USING THE INFORMATION –
1. In the chiropractic study excerpt, what kind of probe did the researchers use on their algometer?
2. From the chiropractic study excerpt, reproduce the passage between "We did not use" and "prior publications directly.", inclusive.

PROVIDED TEXT –
● ● ● ● ● ● ●

We considered our study to reflect real-world chiropractic practice, but we have to recognize that our QST procedure did follow the same stringent prescriptive procedures as other QST studies. However, our study differs in that the SMT was applied pragmatically in an actual clinical setting on patients during the normal course of their care, not volunteer “pain” patients or healthy individuals. Therefore, despite the prescriptive nature of the QST procedures, the study did allow for whatever impact the clinical context may have had on PPT, although we did not quantify these factors. Additionally, using this design, we cannot estimate whether a patient’s experience or knowledge of being involved in a research study impacted the results.

Due to time constraints and multiple testing sites, we limited the PPT assessment to one test per test site. Potentially, our study would have higher reproducibility if two or three trials were used instead. The first PPT trial is likely different from the second, but it is not clear in what direction [38,39,40]. Some studies report it as higher, while others as lower. We attempted to limit this by using multiple practice attempts. Further, in a post-hoc assessment, we could not find any trend suggesting that the PPT values go in one direction depending on the test sequence. The results of the reliability studies are challenging to translate to our study, as they were all completed on healthy participants. Even if we accept a variance error in our PPT estimates, it would be a systematic error, thereby not impacting our research aims. Also, due to time constraints, we only asked clinicians to report on whether non-SMT treatments were provided but not where. Perhaps myofascial therapy directly at a point related to the PPT test site would result in higher PPT increases, which we cannot explore with our data.

We attempted to assess PPT immediately following their consultation, but we do not know the time lapse between the final SMT and PPT data collection. We attempted to limit this by re-measuring participants (post-session) as soon as possible. The majority of participants received additional care before and/or after SMT, which may have included a combination of other manual treatments, rehabilitation and education, potentially prolonging the time delay between SMT and PPT measurement. The implications of this are unknown as it is uncertain how long a change in PPT following SMT, if present, would last [47]. However, we are undoubtedly not measuring PPT in the refractory SMT period.

We did not use a commercial algometer to capture the PPT, like Somedic or Wagner products. However, the equipment has undergone rigorous validation at our laboratory, with results to be published soon. Further, we have previously published studies using the same type of algometer [24]. We opted to use a spherical probe instead of a circular flat probe to ensure deep-tissue stimulation as opposed to skin irritation theoretically. However, this limits our ability to compare our results with prior publications directly.

Implications for future research

Considering the existing body of literature, contrasted with our findings and those of a previous methodologically rigorous randomized trial [10], we find that the effect of SMT on pain sensitivity remains unclear. There may be important differences between experimental and clinical settings that impact PPT and the extrapolation of experimental data to clinical settings. In order to move this area forward, more studies are needed which take into account potential sources of error, such as those discussed in the preceding discussion. Also, we have a limited understanding of PPT as a clinically relevant outcome measure—it is not evident that an increase in PPT should be correlated with a clinical improvement [9, 48]. Researchers and clinicians should be cautious about assuming such a relationship exists.

Conclusion

This clinical study of real-world chiropractic patients failed to find evidence for a substantial generalized increase in mean PPTs following the clinical encounter, including SMT. The PPT did increase substantially for some patients, but no subgroups could be identified associated with substantial increases. The QST results from experimental laboratory setups should not be carelessly extrapolated to clinical settings.

● ● ● ● ● ● ●

GIVEN ENTRIES –

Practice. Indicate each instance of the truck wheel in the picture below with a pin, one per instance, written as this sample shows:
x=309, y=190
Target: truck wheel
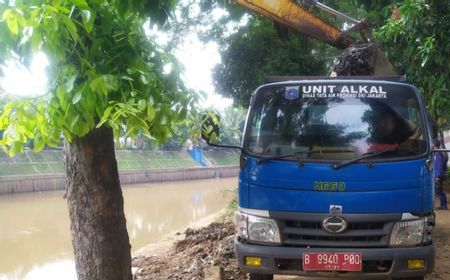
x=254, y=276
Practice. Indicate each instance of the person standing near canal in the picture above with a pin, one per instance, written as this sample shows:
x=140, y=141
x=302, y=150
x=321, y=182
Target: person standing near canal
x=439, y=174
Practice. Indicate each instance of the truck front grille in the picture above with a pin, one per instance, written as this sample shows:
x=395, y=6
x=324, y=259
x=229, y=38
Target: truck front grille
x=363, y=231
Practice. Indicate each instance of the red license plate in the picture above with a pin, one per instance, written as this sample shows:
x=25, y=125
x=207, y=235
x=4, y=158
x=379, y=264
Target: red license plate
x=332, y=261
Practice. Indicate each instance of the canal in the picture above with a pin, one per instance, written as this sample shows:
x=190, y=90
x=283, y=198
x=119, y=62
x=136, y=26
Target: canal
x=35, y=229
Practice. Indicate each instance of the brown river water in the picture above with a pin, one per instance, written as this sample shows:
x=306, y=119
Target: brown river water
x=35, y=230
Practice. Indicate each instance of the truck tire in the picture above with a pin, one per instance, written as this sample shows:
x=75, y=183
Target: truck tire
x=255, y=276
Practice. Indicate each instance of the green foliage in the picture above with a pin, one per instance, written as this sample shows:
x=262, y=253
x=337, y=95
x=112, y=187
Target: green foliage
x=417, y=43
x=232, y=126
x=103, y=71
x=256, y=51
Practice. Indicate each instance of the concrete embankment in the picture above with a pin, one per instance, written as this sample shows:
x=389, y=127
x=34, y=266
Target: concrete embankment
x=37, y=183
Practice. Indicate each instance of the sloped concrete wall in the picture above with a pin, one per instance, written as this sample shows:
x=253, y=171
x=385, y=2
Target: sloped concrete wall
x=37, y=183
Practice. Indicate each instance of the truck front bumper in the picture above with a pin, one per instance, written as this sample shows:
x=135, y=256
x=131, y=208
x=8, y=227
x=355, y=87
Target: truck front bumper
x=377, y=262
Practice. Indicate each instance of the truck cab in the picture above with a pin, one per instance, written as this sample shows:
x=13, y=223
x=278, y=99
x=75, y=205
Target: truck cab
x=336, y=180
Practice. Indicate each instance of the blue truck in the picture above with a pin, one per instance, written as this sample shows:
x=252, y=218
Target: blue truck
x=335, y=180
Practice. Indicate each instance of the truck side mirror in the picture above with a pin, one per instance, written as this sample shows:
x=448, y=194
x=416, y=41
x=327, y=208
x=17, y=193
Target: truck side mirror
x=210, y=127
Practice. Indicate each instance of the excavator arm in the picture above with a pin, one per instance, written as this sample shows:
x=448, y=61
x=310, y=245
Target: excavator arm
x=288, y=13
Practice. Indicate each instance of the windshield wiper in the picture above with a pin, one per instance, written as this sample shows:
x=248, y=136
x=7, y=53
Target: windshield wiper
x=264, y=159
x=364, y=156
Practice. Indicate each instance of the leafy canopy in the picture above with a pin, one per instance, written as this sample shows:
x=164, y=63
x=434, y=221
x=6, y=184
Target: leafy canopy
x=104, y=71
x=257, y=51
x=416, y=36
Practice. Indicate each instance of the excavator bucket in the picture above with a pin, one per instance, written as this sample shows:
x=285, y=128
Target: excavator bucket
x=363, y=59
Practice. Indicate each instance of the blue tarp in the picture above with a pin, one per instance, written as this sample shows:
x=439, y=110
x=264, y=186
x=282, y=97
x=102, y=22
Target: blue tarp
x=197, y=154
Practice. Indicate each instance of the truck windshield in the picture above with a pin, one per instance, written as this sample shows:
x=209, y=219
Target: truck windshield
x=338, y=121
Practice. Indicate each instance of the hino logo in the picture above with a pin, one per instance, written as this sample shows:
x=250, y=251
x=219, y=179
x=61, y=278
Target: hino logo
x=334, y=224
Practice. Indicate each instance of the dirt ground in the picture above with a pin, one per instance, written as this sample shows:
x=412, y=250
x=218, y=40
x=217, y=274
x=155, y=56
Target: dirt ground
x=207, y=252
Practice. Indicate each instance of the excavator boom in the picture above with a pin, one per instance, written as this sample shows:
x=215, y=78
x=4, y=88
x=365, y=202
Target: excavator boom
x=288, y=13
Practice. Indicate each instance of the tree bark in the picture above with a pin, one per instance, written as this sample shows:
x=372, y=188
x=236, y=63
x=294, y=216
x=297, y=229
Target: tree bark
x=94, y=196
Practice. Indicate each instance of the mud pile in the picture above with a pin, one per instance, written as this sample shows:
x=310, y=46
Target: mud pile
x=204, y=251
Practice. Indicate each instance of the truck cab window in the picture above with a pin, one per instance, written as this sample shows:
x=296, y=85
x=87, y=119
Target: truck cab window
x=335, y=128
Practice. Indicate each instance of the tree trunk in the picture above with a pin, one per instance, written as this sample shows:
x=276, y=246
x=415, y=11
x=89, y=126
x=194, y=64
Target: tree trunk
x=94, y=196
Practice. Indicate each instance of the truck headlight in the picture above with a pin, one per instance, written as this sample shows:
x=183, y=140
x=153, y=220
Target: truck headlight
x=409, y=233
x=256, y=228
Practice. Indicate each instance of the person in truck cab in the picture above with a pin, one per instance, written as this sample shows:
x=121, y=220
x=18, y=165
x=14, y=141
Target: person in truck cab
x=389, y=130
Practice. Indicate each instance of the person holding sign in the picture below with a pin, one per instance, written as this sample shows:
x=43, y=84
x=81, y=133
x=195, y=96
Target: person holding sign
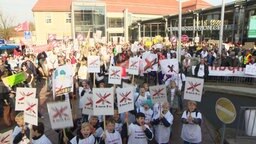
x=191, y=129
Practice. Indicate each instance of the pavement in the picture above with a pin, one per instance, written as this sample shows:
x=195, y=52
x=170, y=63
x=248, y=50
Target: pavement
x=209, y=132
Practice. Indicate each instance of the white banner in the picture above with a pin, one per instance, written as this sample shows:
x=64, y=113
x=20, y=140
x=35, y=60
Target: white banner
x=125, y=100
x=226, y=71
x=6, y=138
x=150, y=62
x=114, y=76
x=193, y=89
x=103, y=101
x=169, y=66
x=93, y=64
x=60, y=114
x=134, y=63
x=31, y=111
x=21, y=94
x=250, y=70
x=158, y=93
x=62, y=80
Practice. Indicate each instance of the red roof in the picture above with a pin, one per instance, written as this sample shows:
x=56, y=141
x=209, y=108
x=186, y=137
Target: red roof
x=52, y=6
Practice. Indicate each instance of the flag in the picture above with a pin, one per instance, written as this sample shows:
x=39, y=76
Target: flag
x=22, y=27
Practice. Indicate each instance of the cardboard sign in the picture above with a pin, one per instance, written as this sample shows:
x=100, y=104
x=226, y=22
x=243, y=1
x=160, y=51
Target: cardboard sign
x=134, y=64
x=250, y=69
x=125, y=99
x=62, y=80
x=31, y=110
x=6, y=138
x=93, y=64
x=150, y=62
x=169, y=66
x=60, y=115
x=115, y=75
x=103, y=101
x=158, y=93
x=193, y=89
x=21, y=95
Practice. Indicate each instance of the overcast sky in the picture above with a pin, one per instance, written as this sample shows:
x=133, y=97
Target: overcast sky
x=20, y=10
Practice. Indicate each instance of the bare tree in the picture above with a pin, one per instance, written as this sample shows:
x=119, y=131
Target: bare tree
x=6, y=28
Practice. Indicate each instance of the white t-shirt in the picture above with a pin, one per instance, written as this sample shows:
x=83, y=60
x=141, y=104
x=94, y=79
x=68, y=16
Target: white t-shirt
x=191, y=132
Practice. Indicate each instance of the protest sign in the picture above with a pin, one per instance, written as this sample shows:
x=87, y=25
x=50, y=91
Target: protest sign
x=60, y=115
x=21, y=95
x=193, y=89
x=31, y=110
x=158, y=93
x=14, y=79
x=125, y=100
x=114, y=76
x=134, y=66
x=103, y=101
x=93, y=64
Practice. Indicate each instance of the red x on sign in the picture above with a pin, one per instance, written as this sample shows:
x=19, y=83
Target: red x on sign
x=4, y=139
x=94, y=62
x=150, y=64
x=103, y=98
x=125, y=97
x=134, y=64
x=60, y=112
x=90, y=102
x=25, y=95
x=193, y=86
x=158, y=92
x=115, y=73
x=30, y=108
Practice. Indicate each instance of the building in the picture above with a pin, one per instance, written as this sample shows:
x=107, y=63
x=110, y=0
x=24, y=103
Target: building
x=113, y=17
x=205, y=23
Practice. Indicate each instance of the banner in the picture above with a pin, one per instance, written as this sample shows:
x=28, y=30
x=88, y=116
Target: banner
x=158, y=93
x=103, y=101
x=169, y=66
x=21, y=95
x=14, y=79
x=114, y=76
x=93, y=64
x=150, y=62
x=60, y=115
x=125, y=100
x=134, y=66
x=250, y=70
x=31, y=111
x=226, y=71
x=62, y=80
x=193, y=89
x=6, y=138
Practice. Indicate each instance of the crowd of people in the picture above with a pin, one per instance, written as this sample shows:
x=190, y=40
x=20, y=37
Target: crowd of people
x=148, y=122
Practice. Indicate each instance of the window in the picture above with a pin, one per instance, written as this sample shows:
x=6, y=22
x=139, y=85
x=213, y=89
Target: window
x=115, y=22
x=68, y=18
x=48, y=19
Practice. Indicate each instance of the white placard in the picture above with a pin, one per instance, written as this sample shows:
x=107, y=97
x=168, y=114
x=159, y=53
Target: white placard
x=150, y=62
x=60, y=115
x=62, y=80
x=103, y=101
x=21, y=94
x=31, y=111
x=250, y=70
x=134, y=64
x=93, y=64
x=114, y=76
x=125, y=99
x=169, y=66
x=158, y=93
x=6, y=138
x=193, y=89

● ● ● ● ● ● ●

RESPONSES BY ITEM NUMBER –
1. A spherical probe.

2.
We did not use a commercial algometer to capture the PPT, like Somedic or Wagner products. However, the equipment has undergone rigorous validation at our laboratory, with results to be published soon. Further, we have previously published studies using the same type of algometer [24]. We opted to use a spherical probe instead of a circular flat probe to ensure deep-tissue stimulation as opposed to skin irritation theoretically. However, this limits our ability to compare our results with prior publications directly.